WORK REQUIRED. Please format the rows below as a numbered list, leaving out any blank lines.
↓↓↓
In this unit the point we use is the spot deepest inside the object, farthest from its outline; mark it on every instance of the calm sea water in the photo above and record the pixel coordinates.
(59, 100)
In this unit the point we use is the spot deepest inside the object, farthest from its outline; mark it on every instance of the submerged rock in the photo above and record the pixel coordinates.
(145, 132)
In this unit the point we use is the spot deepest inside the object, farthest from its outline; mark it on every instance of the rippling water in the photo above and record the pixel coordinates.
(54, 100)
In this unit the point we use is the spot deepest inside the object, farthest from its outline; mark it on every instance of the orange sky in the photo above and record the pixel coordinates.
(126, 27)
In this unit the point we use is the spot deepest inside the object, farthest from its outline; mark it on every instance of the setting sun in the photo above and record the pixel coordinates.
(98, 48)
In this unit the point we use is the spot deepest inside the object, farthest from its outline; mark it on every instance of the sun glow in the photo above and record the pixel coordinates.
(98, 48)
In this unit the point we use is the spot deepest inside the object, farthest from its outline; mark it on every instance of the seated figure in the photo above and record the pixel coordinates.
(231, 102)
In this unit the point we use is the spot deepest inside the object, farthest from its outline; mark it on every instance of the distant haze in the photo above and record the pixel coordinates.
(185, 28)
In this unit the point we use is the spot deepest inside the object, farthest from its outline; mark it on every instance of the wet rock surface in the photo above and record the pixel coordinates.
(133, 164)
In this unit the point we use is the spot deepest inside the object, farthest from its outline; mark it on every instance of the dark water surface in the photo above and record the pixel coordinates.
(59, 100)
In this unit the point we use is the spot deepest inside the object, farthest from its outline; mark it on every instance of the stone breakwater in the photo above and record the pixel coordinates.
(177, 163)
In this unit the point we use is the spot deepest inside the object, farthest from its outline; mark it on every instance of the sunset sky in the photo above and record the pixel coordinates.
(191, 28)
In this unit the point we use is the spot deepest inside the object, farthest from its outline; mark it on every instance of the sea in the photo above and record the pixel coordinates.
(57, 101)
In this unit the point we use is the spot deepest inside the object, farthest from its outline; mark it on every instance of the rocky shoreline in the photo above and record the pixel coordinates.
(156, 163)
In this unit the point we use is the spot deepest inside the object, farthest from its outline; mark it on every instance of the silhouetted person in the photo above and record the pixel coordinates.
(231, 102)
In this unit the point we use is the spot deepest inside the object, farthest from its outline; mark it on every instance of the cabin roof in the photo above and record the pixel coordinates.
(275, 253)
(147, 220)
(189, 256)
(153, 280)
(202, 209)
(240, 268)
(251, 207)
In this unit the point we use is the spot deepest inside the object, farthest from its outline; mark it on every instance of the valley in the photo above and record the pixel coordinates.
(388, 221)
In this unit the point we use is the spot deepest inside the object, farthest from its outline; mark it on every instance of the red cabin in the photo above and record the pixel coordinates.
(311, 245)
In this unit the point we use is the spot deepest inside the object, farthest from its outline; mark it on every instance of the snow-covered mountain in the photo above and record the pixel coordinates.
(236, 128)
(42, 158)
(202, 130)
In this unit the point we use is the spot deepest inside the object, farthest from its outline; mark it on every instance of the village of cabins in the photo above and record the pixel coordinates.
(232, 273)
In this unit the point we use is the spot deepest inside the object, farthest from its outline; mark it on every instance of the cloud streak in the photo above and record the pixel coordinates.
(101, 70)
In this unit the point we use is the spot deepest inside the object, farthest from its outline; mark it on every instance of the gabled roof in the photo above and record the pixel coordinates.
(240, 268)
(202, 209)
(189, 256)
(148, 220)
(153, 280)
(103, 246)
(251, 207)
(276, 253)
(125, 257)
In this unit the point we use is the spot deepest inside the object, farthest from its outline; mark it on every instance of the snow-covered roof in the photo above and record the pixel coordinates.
↑↑↑
EXERCISE RESULT.
1. In this unit the point we use is the spot deepest inside the object, farthest from its outline; mark it on every instance of the calm sea water in the photo above and record the pixel coordinates.
2. (59, 100)
3. In this unit the point we use is the spot deepest inside the object, farthest from its outline; mark it on every instance of the submerged rock in the photo above and record the pixel coordinates.
4. (145, 132)
5. In this unit the point we use is the spot deepest inside the object, farthest from its outline; mark it on every instance of the rippling water in the photo above and record the pixel coordinates.
6. (54, 100)
7. In this unit the point we use is the spot deepest inside the object, farthest from its outline; mark it on every instance of the orange sky in the photo above and record the pixel coordinates.
8. (126, 27)
9. In this unit the point we use is the spot deepest inside the object, farthest from its outline; mark it on every instance of the setting sun in the photo above and record the pixel coordinates.
10. (98, 48)
11. In this unit the point we use is the spot deepest inside the object, farthest from its outline; mark it on every instance of the sun glow in the photo above and record the pixel coordinates.
12. (98, 48)
13. In this unit the point we use is the spot deepest inside the object, farthest from its outline; mark it on every instance of the seated figure in the photo above and record the pixel coordinates.
14. (231, 102)
15. In this unit the point we use is the spot deepest inside the object, farthest from its outline; mark it on every instance of the distant haze in the photo above and record the pixel coordinates.
16. (185, 28)
17. In this unit the point we use is the spot deepest inside the object, farthest from its outline; mark it on every instance of the wet rock surface in the photo above and record the pixel coordinates.
18. (133, 164)
19. In this unit the point we use is the spot deepest inside the object, farthest from its outline; mark it on every instance of the dark water surface in the photo above and record the pixel coordinates.
20. (59, 100)
21. In this unit the point we use is the spot deepest inside the object, farthest from its outline; mark it on every instance of the stone breakwater in the photo above and record the pixel coordinates.
22. (177, 163)
23. In this unit the point we use is the spot deepest inside the object, farthest from its outline; mark it on every instance of the sunset sky in the photo above and record the pixel coordinates.
24. (191, 28)
25. In this unit the point we use is the spot deepest inside the object, farthest from its outline; mark it on every instance of the sea in the photo above and record the pixel coordinates.
26. (57, 101)
27. In this unit the point we use is the spot deepest inside the object, farthest from its outline; mark it on every instance of the rocky shoreline in the photo above and record the pixel coordinates.
28. (156, 163)
29. In this unit the point we use is the spot deepest inside the object, farthest from its outline; mark it on every instance of the silhouetted person in the photo above and record the pixel coordinates.
30. (231, 102)
31. In this unit the point we use is the spot deepest inside the object, farthest from its outline; mark it on every instance of the cabin roof in the photo above and record the pixel coordinates.
32. (275, 253)
33. (147, 220)
34. (189, 256)
35. (153, 280)
36. (202, 209)
37. (240, 268)
38. (251, 207)
39. In this unit the point we use is the spot deepest inside the object, farthest from its outline; mark it on every instance of the valley in the photo above and record the pixel coordinates.
40. (388, 221)
41. In this unit the point we use is the spot deepest inside the object, farthest from its outline; mark it on every instance of the red cabin in the photo above and record the pixel coordinates.
42. (311, 245)
43. In this unit the point we use is the spot deepest inside the object, farthest from its outline; mark it on every instance of the snow-covered mountain in the photo above and record the pixel coordinates.
44. (236, 128)
45. (42, 158)
46. (202, 130)
47. In this unit the point we use is the spot deepest inside the object, farthest from its outline; mark it on every instance of the village of cabins in the photo above and record the pixel coordinates.
48. (232, 273)
49. In this unit the point we use is the spot deepest inside the object, farthest from its outline; mark it on every instance of the cloud streak in the photo above and record the pixel coordinates.
50. (101, 70)
51. In this unit the point we use is the spot deepest inside the object, farthest from its outline; mark it on every instance of the gabled roof in the photo above and record the pixel coordinates.
52. (240, 268)
53. (202, 209)
54. (189, 256)
55. (148, 220)
56. (153, 280)
57. (103, 246)
58. (251, 207)
59. (276, 253)
60. (125, 257)
61. In this unit the point we use is the spot deepest inside the object, farthest from its outline; mark it on every instance of the snow-covered roof in the photo above and record the pixel coordinates.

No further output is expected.